- Texte source -
========================================================================
Après l'achèvement de l'inventaire, le failli se prononce sur le caractère exact et complet de l'inventaire (art. 228 al. 1 LP; art. 29 s. OAOF) après que son attention a été expressément attirée sur les conséquences pénales des indications incomplètes sur sa situation de fortune (art. 29 al. 3 OAOF). Cette déclaration doit être donnée, verbalisée et signée à la suite de chacune des catégories de l'inventaire (art. 29 al. 4 OAOF). Lorsque le failli est une société anonyme, une société à responsabilité limitée ou une société coopérative, un des organes de la société fait la déclaration et la signe (art. 30 OAOF). La déclaration du failli doit être précise, car il s'agit d'établir rigoureusement dans l'inventaire l'étendue de son patrimoine (Vouilloz, op. cit., n° 1 à 3 ad art. 228 LP).

3.1.2 La voie de la plainte est ouverte au failli lui-même ou l’administrateur d’une société anonyme faillie contre des mesures prises par l'office relatives à la formation, la conservation et la réalisation de la masse active, de même que contre le compte final et tableau de distribution, lorsque ces mesures lèsent ses intérêts. Appartiennent aux mesures relatives à la formation de la masse active celles prises en relation avec les droits et obligations du failli telles que l'obligation de renseigner l’Office (art. 222 al. 1 LP) et de coopérer avec l’office (art. 229 LP), ainsi que le droit de se faire soumettre l’inventaire (art. 228 LP; art. 29 et 37 OAOF) et de se déterminer sur chaque production (art. 244 LP; art. 55 OAOF) (décision de la Chambre de surveillance DCSO/330/2006 du 24 mai 2006 consid. 1b et les références citées). En revanche, la prise d'inventaire ne déployant pas d'effets juridiques à l'égard des tiers, ceux-ci n'ont généralement pas qualité pour porter plainte contre la prise en compte ou non de biens dans l'inventaire (ATF 54 III 18 consid. 1; arrêt du Tribunal fédéral 5A_352/2008 du 13 novembre 2008, cons. 2.3.3; décisions de la Chambre de surveillance DCSO/127/2018 du 1er mars 2018 consid. 1.3.1; DCSCO/255/2015 du 20 août 2015, consid. 1.3 et 1.4Vouilloz, op. cit., n° 22 ad art. 221 LP).

Les litiges relatifs à l'existence ou au montant d'un droit supposé tombé dans le patrimoine du failli ne relèvent pas de la compétence de l'office – ni de celle de l'autorité de surveillance saisie d'une plainte – mais de celle du juge civil (décision de la Chambre de surveillance DCSO/127/2018 du 1er mars 2018 consid. 1.3.2).
========================================================================
- À traiter -
(a) Répondez à ces questions sur le texte relatif à la faillite :
(i) Qui fait et signe la déclaration lorsque le failli est une société anonyme ?
(ii) Pourquoi les tiers n'ont-ils généralement pas qualité pour porter plainte contre la prise en compte ou non de biens dans l'inventaire ?
(iii) Qui est compétent pour les litiges relatifs à l'existence ou au montant d'un droit supposé tombé dans le patrimoine du failli ?
(b) Poursuivez le texte relatif à la faillite à partir de sa dernière phrase.
Les enregistrements ne sont d'aucune utilité ici.

- Extraits de données -
========================================================================
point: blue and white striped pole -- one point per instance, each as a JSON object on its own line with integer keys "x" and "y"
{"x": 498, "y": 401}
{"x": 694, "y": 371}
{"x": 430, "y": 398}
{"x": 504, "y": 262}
========================================================================
- Corrigé -
(a)
(i) Un des organes de la société.
(ii) Parce que la prise d'inventaire ne déploie pas d'effets juridiques à leur égard.
(iii) Le juge civil.

(b)
3.2 En l'espèce, la plaignante invoque en substance deux griefs à l'encontre de la confection de l'inventaire par l'Office : d'une part, un examen insuffisant des créances inscrites à l'encontre de tiers, alors que l'inexistence desdites créances était évidente; d'autre part, l'absence de soumission de l'inventaire du ______ 2021 à la faillie pour examen et approbation.

3.2.1 Le grief visant le caractère infondé des créances inscrites à l'inventaire n'entre pas dans la compétence de la Chambre de céans. En l'occurrence, la plaignante n'invoque pas l'insaisissabilité ou l'incessibilité patente des créances inscrites – seuls griefs dont la Chambre de céans pourrait connaître –, mais le caractère infondé desdites créances, lequel relève de la compétence exclusive du juge du fond.

Ce grief est partant irrecevable.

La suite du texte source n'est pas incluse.